> _SOURCE MATERIAL_:
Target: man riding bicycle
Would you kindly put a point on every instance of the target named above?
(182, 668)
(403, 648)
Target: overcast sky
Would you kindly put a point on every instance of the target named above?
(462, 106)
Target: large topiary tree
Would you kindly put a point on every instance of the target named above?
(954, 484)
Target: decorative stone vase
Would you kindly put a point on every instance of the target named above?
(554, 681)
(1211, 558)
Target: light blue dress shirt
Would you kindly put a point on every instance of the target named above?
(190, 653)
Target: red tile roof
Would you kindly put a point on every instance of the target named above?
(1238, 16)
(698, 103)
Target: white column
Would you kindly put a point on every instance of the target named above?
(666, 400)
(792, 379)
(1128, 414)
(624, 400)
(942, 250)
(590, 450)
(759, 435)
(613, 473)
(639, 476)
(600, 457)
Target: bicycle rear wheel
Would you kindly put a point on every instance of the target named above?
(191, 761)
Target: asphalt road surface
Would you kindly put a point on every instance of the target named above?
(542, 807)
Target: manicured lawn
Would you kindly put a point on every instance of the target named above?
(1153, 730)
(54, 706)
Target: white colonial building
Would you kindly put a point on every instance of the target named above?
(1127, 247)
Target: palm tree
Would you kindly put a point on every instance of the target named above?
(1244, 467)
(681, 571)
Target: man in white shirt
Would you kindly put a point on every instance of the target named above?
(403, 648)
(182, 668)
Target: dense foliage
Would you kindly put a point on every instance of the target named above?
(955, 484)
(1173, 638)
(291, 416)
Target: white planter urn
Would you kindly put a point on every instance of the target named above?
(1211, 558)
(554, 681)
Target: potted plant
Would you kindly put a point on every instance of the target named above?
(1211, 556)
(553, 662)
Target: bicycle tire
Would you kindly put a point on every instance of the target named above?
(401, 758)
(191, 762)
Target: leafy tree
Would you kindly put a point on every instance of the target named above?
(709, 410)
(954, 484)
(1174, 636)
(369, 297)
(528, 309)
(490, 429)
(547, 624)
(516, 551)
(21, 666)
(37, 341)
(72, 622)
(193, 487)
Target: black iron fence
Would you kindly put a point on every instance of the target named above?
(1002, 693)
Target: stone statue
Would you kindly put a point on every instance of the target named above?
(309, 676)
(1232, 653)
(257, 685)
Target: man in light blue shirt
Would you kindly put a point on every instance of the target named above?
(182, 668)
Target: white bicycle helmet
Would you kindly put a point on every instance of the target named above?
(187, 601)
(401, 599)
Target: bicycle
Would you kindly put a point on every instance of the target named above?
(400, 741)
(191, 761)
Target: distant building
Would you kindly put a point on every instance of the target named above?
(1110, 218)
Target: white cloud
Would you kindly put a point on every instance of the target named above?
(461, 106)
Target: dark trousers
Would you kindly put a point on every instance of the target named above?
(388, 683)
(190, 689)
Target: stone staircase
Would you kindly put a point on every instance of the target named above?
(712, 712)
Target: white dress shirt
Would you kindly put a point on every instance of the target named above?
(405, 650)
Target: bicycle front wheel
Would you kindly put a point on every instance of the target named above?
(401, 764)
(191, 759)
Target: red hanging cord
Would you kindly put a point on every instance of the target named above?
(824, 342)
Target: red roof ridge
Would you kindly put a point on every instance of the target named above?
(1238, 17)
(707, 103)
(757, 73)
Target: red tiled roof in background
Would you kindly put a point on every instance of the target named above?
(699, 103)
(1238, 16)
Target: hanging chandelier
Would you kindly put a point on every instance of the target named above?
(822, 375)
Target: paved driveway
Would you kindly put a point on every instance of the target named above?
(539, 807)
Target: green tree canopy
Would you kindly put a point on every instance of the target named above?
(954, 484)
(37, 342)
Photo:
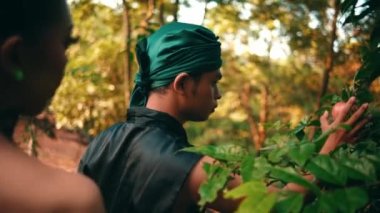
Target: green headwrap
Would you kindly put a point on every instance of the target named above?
(174, 48)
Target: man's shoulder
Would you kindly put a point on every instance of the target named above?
(28, 185)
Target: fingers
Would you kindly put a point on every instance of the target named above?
(354, 117)
(324, 121)
(341, 110)
(350, 136)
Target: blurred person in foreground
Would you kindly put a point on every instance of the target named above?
(137, 163)
(33, 39)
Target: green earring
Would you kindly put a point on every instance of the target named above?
(18, 74)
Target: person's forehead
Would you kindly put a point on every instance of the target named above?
(213, 74)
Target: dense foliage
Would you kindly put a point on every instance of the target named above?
(347, 180)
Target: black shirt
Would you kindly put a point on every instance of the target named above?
(137, 164)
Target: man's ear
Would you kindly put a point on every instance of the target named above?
(181, 82)
(9, 54)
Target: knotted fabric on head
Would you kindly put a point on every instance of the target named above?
(174, 48)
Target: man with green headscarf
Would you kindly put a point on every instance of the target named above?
(137, 163)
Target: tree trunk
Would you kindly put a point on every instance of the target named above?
(253, 127)
(263, 114)
(330, 58)
(144, 23)
(128, 58)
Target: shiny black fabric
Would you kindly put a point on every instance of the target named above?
(138, 165)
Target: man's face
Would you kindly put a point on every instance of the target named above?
(44, 65)
(203, 97)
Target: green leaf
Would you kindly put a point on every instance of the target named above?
(327, 169)
(289, 202)
(276, 155)
(247, 168)
(217, 178)
(288, 177)
(256, 197)
(257, 204)
(225, 152)
(251, 188)
(302, 152)
(359, 168)
(262, 168)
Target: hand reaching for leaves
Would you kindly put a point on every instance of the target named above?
(339, 134)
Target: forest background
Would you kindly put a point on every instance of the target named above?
(281, 58)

> _REQUIREMENT_: Your copy of the data should match it exactly, except that pictures are left out.

> _OUTPUT OF THE TASK_:
Target: man riding bicycle
Would you kindly put a point on every instance of the target named above?
(182, 668)
(403, 648)
Target: overcast sky
Would you kindly put a point on every instance of the target named above?
(462, 106)
Target: large topiary tree
Would you kindly put a point on every instance of the target named above?
(954, 484)
Target: decorative stone vase
Would you kindly put a point on every instance of the target named above?
(554, 681)
(1211, 558)
Target: light blue dress shirt
Would you kindly put a point on every instance of the target named above?
(190, 653)
Target: red tile roof
Would you kindly put a point on every instance of the target named above?
(1238, 16)
(698, 103)
Target: white column
Would you kindly put a point on every instance of the target named above?
(666, 400)
(792, 379)
(1128, 414)
(624, 400)
(942, 250)
(590, 450)
(759, 435)
(613, 473)
(639, 476)
(600, 457)
Target: bicycle rear wheel
Would you kindly put a point on every instance of the target named above?
(191, 761)
Target: asphalt road surface
Would you kindly put a point on every instance of the target named above?
(542, 807)
Target: manicured lawn
Would you kindly put a point on every instance of the target named above?
(1153, 730)
(54, 706)
Target: white colonial building
Would you kindly put a point on every instance of the target named above?
(1127, 247)
Target: palm tree
Would you kindly put a point on every instance of the target named above?
(1244, 467)
(681, 571)
Target: man in white shirt
Would you kindly put a point on every instance of the target named above?
(403, 648)
(182, 668)
Target: dense foliage
Would you kindly put a point on every instance of the target named above?
(955, 484)
(1173, 638)
(291, 416)
Target: white planter urn
Would you kindly put a point on every instance of the target named above?
(1211, 558)
(554, 681)
Target: potted plant
Would you kindly put a point on every instance of the target named above?
(1211, 556)
(553, 662)
Target: bicycle tire
Would you kindly put a point on every instance of the target named above?
(401, 758)
(191, 762)
Target: leafy tree
Would you kindly put a point on every instance of the target named above?
(709, 410)
(954, 484)
(1174, 636)
(369, 297)
(528, 309)
(490, 429)
(547, 624)
(516, 551)
(21, 666)
(37, 341)
(72, 622)
(193, 487)
Target: black iron fence
Would you kindly put a point on every instance of the target named above?
(1002, 693)
Target: stone statue
Would you kindly put a point on every instance of the target named above?
(309, 676)
(1232, 653)
(257, 685)
Target: man in light blue shirt
Would you kindly put a point on every instance of the target named above?
(182, 668)
Target: white bicycle helmet
Would you kindly put a point on every instance of the target named above?
(187, 601)
(401, 599)
Target: bicycle
Would you kindly put a point on every instance of the target named above?
(400, 741)
(191, 761)
Target: distant building
Would you kindly put a point on every instance of the target named above?
(1110, 218)
Target: white cloud
Would you kindly put a point on every instance of the target named above?
(461, 106)
Target: dark trousers
Would you kindly put a point on every instance of the target named above?
(388, 683)
(190, 689)
Target: stone staircase
Would you kindly put a point on every instance of the target named above?
(712, 712)
Target: white dress shirt
Would you kindly put a point on every instance of the target named above?
(405, 650)
Target: bicycle front wheel
Would you kindly put a point on every instance of the target named above?
(401, 764)
(191, 759)
Target: red hanging cord
Would you kindly put a point on every instance of the target named above?
(824, 342)
Target: red roof ridge
Would you kindly put a point on every instance of the target named above?
(1238, 17)
(707, 103)
(757, 73)
Target: red tiled roof in background
Would you kindly put a point on every instance of the target named above?
(699, 103)
(1238, 16)
Target: hanging chandelier
Would you kindly put a point on every instance of the target named above?
(822, 375)
Target: paved driveway
Would you kindly put a point on every instance of the target named above?
(539, 807)
Target: green tree canopy
Would you kindly put a point on every instance of the target named above?
(954, 484)
(37, 342)
Photo:
Target: green headwrap
Would you kindly put a point on every instance of the target named above?
(174, 48)
Target: man's shoulder
Would you kindly put a point on every instance of the target named above?
(28, 185)
Target: fingers
Would you kindly put a point on every instance of the target named above?
(354, 117)
(324, 121)
(341, 110)
(350, 136)
Target: blurred person in foreground
Would you kindly put a point on every instance of the target named above?
(137, 163)
(33, 39)
Target: green earring
Would you kindly put a point on every instance of the target named above?
(18, 74)
Target: person's forehead
Would you kindly put a point on every instance of the target named above?
(213, 74)
Target: dense foliage
Would you kindly put a point on every instance of the target named above?
(347, 180)
Target: black shirt
Would you kindly put a point on every instance of the target named above?
(137, 164)
Target: man's ear
Would you kindly put a point on every instance of the target named above?
(181, 82)
(9, 54)
Target: knotted fabric on head
Would you kindly put a point on every instance of the target named above?
(174, 48)
Target: man with green headscarf
Would you kindly put a point on every instance of the target named above?
(137, 163)
Target: tree trunk
Would you kindly put a point on every instance of the target named above?
(253, 127)
(263, 114)
(330, 58)
(144, 23)
(128, 58)
Target: shiny black fabric
Would you kindly put a point on every instance of the target named above?
(138, 165)
Target: man's face
Would you kindly put a point on every instance of the target named above?
(44, 65)
(203, 97)
Target: green leaf
Would you kindly put a point on every instance of the target named above?
(327, 169)
(289, 202)
(276, 155)
(247, 168)
(217, 178)
(288, 177)
(256, 197)
(257, 204)
(225, 152)
(251, 188)
(302, 152)
(359, 168)
(262, 168)
Target: hand reaching for leaves
Would you kindly put a point on every instance of the target named above?
(339, 134)
Target: forest background
Would you kindly put a point on every instance of the target named above?
(281, 58)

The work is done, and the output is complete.